> **PASSAGE PROVIDED**
Anthropic moves toward deal with US to lift curbs on AI models
Published in Science & Technology News
Anthropic PBC and the Trump administration are moving closer to an agreement that would lift U.S. restrictions on the company’s top two artificial intelligence models after weeks of talks between the two sides over security of the systems, according to people familiar with the matter.
Commerce Secretary Howard Lutnick is making progress toward alleviating security concerns that would allow for the removal of the export controls he imposed on Anthropic’s Fable 5 and Mythos 5 systems, according to the people. The restrictions could be lifted once officials across the administration give their blessing, they said.
The negotiations have involved senior executives from the company including co-founder Tom Brown, who met with Lutnick and other senior administration officials in recent days, according to the people, who spoke on condition of anonymity. U.S. officials have told Anthropic that the restrictions will be lifted once the government’s security concerns have been addressed, the people said.
It’s unclear how quickly the White House and other U.S. agencies, which have taken an active role in shaping AI policy, would grant their approval. A U.S. official said the Commerce Department is working toward a resolution with Anthropic and seeking to ensure the entire administration is aligned on any decision. Anthropic didn’t respond to a request for comment.
An agreement between Anthropic and the U.S. would end a confrontation that erupted when the government abruptly barred the company from giving foreign nationals access to Fable 5 and Mythos 5 over fears that security guardrails could be circumvented. The order, delivered two weeks ago in a letter from Lutnick to Anthropic, prompted the company to disable all global access to the two systems and touched off intensive talks toward a resolution.

> **RECORD SET**
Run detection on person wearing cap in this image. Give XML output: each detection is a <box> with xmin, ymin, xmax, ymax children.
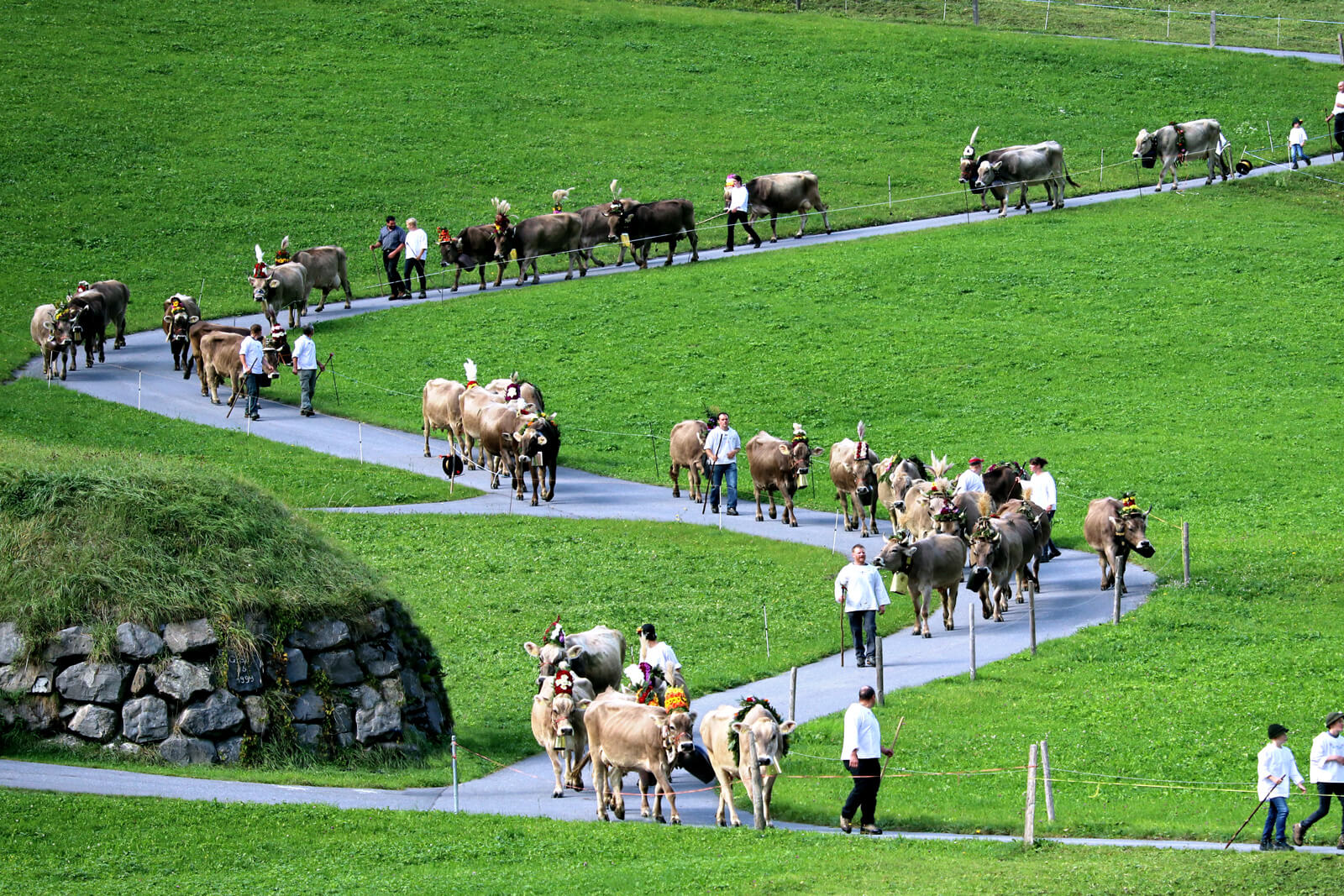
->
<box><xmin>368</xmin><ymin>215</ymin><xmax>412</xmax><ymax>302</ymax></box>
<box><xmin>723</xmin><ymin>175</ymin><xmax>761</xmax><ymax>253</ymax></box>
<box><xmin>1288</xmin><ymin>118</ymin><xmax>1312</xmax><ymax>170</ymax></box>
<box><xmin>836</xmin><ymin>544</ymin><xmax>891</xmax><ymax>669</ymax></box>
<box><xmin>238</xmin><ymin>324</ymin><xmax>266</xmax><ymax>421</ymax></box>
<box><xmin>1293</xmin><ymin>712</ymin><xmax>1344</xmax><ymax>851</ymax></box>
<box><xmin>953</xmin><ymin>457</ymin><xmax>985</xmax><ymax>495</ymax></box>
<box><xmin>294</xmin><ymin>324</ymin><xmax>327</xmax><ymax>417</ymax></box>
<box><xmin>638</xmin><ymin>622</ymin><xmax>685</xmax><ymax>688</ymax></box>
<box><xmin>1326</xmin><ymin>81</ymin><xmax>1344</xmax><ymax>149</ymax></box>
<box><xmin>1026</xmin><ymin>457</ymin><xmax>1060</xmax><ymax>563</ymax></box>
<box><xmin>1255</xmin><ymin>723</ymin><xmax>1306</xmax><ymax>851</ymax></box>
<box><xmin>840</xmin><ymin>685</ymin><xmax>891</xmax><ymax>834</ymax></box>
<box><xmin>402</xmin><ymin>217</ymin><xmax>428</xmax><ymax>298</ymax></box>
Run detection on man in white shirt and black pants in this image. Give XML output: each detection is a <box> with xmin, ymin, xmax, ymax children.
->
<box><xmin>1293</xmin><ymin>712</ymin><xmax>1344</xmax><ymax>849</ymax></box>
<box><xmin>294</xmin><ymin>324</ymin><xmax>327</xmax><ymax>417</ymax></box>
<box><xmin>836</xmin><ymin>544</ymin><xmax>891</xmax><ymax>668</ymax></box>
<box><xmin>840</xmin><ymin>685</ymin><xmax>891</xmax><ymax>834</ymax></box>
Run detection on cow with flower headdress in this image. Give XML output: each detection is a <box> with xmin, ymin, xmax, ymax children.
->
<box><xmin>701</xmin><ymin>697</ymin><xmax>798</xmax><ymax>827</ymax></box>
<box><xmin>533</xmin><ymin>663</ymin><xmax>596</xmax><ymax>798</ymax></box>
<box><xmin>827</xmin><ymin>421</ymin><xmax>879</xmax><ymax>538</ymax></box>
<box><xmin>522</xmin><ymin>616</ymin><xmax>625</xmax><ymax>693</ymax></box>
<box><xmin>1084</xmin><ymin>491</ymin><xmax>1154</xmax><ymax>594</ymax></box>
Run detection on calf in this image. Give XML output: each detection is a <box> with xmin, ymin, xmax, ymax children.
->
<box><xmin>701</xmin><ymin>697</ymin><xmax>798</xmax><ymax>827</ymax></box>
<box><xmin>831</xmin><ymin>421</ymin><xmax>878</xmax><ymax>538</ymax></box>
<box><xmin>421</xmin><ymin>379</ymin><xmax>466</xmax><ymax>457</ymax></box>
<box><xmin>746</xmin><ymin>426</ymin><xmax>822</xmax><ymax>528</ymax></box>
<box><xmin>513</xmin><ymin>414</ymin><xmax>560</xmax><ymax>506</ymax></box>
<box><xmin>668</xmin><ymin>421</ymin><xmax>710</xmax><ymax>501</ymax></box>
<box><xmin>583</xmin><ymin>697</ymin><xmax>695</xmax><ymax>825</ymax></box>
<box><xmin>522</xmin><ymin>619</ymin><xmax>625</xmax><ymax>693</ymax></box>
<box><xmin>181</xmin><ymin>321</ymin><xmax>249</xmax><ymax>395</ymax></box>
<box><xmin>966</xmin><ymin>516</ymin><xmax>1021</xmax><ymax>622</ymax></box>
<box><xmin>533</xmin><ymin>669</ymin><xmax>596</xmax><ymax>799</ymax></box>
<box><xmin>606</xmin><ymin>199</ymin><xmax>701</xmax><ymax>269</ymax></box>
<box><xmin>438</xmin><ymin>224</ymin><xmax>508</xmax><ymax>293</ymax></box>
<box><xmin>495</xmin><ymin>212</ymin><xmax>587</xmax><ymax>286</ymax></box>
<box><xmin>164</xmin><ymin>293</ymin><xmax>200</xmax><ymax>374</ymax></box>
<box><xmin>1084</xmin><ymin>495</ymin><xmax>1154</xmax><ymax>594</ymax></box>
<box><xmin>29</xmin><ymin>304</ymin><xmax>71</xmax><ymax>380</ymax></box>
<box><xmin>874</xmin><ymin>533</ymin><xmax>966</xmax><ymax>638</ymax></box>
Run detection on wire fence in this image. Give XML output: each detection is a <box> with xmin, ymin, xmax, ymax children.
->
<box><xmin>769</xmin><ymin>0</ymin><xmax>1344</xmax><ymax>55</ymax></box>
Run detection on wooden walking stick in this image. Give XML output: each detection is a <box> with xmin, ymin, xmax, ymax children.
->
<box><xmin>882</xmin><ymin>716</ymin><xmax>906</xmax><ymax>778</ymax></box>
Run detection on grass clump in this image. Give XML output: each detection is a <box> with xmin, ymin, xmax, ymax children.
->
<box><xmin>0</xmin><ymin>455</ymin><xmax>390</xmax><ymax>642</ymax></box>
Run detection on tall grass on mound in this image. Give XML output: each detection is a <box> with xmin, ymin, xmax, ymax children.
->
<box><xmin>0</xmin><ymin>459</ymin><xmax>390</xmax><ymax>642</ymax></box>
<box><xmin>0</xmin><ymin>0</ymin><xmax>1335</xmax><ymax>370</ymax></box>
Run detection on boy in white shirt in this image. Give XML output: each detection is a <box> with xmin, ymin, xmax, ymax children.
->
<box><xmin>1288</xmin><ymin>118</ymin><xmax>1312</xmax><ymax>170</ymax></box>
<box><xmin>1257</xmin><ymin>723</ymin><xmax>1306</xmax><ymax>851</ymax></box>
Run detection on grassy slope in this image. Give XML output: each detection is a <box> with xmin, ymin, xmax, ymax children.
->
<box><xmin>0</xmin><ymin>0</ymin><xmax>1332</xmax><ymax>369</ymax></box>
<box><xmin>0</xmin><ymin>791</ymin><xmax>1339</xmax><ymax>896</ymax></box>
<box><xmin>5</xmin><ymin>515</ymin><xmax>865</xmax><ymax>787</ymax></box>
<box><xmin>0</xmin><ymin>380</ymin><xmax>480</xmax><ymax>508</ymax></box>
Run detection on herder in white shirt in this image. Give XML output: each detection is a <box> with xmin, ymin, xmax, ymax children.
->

> **WHAT THE EXERCISE ASKS**
Please pull from the article on Anthropic's talks with the U.S. the passage starting with "It’s unclear how" and going on through "request for comment.", copied word for word.

> **SOLVED PROBLEM**
It’s unclear how quickly the White House and other U.S. agencies, which have taken an active role in shaping AI policy, would grant their approval. A U.S. official said the Commerce Department is working toward a resolution with Anthropic and seeking to ensure the entire administration is aligned on any decision. Anthropic didn’t respond to a request for comment.